DIRECTIONS: Examine the records below and count how many lines contain the string "orange". Give only the number.
THE INPUT Block Start
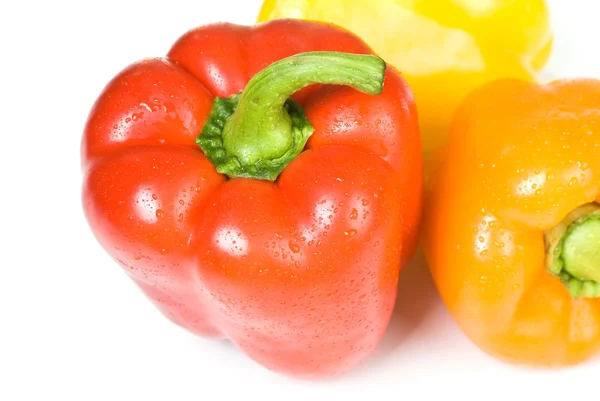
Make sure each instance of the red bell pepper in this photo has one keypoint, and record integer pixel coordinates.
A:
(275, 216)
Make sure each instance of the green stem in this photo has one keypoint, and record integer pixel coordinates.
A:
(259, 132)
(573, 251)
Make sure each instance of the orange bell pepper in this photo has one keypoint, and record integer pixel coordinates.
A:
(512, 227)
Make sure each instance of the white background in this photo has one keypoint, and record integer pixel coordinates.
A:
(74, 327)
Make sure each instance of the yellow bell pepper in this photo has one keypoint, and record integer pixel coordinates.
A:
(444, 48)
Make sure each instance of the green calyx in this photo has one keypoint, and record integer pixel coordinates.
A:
THE INPUT Block End
THE INPUT Block Start
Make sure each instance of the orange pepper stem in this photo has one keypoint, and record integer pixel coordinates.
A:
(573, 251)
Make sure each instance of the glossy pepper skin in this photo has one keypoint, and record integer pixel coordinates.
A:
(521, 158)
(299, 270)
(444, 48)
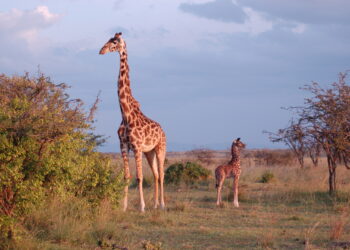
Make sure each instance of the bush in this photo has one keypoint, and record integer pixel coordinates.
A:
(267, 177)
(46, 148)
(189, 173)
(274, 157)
THE INPUT Block End
TASK SOLUTION: 2